(Collected data)

━━━━━━━━━━━━━━━━━━━━━━━━━━━━━━

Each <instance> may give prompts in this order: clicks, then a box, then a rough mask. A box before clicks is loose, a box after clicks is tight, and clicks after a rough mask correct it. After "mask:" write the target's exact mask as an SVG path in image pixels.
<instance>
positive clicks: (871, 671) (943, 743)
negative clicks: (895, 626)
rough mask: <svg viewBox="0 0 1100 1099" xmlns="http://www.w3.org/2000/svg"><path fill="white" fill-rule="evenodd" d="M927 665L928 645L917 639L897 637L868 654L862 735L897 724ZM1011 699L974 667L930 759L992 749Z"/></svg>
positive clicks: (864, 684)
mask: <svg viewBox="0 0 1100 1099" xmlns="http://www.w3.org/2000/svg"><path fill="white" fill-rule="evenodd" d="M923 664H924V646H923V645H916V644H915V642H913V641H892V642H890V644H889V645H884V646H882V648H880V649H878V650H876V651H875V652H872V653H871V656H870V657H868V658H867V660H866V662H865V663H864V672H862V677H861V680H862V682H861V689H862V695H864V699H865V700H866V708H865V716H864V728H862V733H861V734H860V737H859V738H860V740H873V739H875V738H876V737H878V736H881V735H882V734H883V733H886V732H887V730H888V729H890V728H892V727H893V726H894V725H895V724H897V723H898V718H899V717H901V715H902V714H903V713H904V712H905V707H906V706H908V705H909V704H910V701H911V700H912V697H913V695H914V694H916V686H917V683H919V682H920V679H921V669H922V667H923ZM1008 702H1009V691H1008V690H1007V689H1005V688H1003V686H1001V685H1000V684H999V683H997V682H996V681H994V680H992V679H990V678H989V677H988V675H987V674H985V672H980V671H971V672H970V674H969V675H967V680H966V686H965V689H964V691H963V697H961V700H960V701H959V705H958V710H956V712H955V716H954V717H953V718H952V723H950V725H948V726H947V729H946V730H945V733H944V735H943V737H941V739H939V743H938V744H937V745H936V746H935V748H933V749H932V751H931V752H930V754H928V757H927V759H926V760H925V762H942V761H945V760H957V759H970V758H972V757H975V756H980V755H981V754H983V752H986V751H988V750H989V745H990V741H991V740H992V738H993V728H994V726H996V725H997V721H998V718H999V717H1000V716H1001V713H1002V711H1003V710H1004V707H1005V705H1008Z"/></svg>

━━━━━━━━━━━━━━━━━━━━━━━━━━━━━━

* EXERCISE REQUIREMENTS
A faithful retyping of every entry above is the task.

* RESPONSE AREA
Each <instance> may give prompts in this order: clicks, then a box, then a rough mask. A box before clicks is loose, a box after clicks is tight, and clicks after a rough mask correct it. After "mask:" write the target's exact mask as an SVG path in image pixels.
<instance>
positive clicks: (871, 671) (943, 743)
negative clicks: (895, 626)
rough mask: <svg viewBox="0 0 1100 1099" xmlns="http://www.w3.org/2000/svg"><path fill="white" fill-rule="evenodd" d="M927 665L928 645L917 639L897 637L868 654L862 735L897 724ZM1011 699L974 667L930 759L992 749Z"/></svg>
positive clicks: (864, 684)
mask: <svg viewBox="0 0 1100 1099" xmlns="http://www.w3.org/2000/svg"><path fill="white" fill-rule="evenodd" d="M923 664H924V646H923V645H916V644H915V642H913V641H892V642H890V644H889V645H884V646H882V648H880V649H878V650H876V651H875V652H872V653H871V656H870V657H868V658H867V660H866V662H865V663H864V672H862V677H861V680H862V682H861V689H862V695H864V699H865V700H866V708H865V716H864V728H862V733H861V734H860V737H859V738H860V740H873V739H875V738H876V737H878V736H881V735H882V734H883V733H886V732H887V730H888V729H890V728H892V727H893V726H894V725H895V724H897V723H898V718H899V717H901V715H902V714H903V713H904V712H905V707H906V706H908V705H909V704H910V701H911V700H912V697H913V695H914V694H916V686H917V683H919V682H920V679H921V669H922V667H923ZM1008 702H1009V691H1008V690H1007V689H1005V688H1003V686H1001V685H1000V684H999V683H997V682H996V681H994V680H992V679H990V678H989V677H988V675H987V674H985V672H980V671H971V672H970V674H969V675H967V680H966V686H965V689H964V691H963V697H961V700H960V701H959V705H958V710H956V712H955V716H954V717H953V718H952V723H950V725H948V726H947V729H946V730H945V733H944V735H943V737H941V739H939V743H938V744H937V745H936V746H935V748H933V749H932V751H931V752H930V754H928V757H927V759H926V760H925V762H942V761H945V760H957V759H970V758H972V757H975V756H980V755H981V754H983V752H986V751H988V750H989V745H990V741H991V740H992V738H993V728H994V726H996V725H997V721H998V718H999V717H1000V716H1001V713H1002V711H1003V710H1004V707H1005V705H1008Z"/></svg>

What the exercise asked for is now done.